# What you will do:
Everything in the listing should be restated word for word.

# Dataset entries:
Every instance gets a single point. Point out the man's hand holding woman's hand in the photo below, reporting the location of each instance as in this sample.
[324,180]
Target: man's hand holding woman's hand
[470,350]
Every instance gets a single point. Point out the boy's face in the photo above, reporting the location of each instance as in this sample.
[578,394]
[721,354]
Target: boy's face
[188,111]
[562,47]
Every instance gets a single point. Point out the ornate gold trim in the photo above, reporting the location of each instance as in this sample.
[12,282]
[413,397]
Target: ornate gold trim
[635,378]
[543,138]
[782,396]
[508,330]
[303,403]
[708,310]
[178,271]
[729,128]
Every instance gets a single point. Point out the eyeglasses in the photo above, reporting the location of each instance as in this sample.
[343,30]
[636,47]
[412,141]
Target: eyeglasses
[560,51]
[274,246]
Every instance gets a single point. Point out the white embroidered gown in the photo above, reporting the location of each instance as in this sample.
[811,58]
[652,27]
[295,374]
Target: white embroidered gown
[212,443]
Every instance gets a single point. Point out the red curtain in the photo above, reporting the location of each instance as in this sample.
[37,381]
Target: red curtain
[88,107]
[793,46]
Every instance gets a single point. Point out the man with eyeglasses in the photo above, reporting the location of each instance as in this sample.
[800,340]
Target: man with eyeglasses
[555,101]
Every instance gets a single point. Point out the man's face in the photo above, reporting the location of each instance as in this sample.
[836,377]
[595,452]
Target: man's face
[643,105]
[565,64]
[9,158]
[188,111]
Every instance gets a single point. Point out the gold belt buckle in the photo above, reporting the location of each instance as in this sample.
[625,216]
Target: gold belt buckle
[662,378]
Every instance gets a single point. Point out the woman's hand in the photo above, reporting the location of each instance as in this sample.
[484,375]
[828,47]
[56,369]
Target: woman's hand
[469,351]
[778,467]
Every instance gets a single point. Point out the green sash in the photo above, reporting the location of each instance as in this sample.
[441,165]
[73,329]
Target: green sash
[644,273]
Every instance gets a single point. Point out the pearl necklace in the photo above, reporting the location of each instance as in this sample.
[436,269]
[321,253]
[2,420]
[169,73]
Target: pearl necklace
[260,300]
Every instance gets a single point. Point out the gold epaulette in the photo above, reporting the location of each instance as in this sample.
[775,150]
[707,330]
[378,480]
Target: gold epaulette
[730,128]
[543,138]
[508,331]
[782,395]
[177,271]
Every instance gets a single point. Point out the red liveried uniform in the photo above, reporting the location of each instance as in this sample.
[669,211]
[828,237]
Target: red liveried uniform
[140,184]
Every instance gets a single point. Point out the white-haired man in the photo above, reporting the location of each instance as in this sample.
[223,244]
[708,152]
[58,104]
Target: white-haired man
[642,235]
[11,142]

# Answer to this exercise:
Every instance gets a single point. Point out the man's hand holding woman's hand in the photo below, reporting the location of each instance as in this sample.
[324,180]
Target: man's hand holding woman's hand
[470,350]
Every instance gets a single point. Point out the boy's face in the photo above, reporting the location of each instance as in this sample.
[578,394]
[721,354]
Target: boy's face
[188,111]
[562,47]
Every instance gets a single point. Point out the ornate gold trim in the photo above, reporting the location of each instance as in this sample.
[12,282]
[413,397]
Target: ornate gold trim
[635,378]
[543,138]
[782,396]
[508,330]
[303,403]
[708,310]
[178,271]
[729,128]
Every instance gets a single point. Point out the eyeglasses in the photo above, reporting the location of each instance as in this sample.
[343,30]
[636,47]
[412,141]
Target: eyeglasses
[560,51]
[274,246]
Every instance gets a single point. Point out the white embroidered gown in the photo above, reporting the location of each instance as in this sample.
[811,58]
[652,27]
[295,374]
Target: white embroidered gown
[212,443]
Every instance gets a single point. Point out the red curtain in the photo above, reporting the location of each instance as in this sample.
[37,381]
Target: red curtain
[88,107]
[793,46]
Every instance gets a single point. Point out the man with eyeglasses in the photo above, reporting the location of each instance as in this sample.
[800,340]
Target: man with eyeglasses
[555,101]
Every instance gets a single point. Point out the man's face in the photo above, reporting the location of each instance as in this sample.
[836,377]
[595,452]
Target: man's face
[643,105]
[565,64]
[9,158]
[188,111]
Every instance gets a single point. Point out the gold belt buckle in the photo above, reporting the location of each instance as in this sample.
[625,216]
Target: gold belt buckle
[662,378]
Every instance gets a single point. Point out the woman's hand in the photo above, reporting the location of each instance as in this sample.
[484,375]
[828,47]
[56,369]
Target: woman's hand
[469,351]
[778,467]
Every instance gets a single point. Point out the green sash in the photo above, reporting the location of each instance as in this sample.
[441,165]
[73,329]
Target: green sash
[644,273]
Every instance gets a single point. Point out the pearl necklace in the photo above, reporting the location of each instance as in this sample.
[436,269]
[321,253]
[2,420]
[169,73]
Target: pearl necklace
[260,300]
Every instance gets a single point. Point out the gold epaulette in the photo above, reporting the location of each instance as in this sample.
[775,150]
[707,330]
[378,480]
Target: gold epaulette
[730,128]
[543,138]
[508,331]
[782,395]
[177,271]
Every instance gets a single point. Point out the red liveried uniform in the photo above, reporting the location of each instance as in this sample.
[669,211]
[828,237]
Target: red liveried uniform
[140,184]
Every instance gets a single point. Point out the white-haired man in the photo above, reporting the location of each instance as in this sample.
[223,244]
[708,152]
[58,104]
Target: white-haired man
[642,235]
[11,142]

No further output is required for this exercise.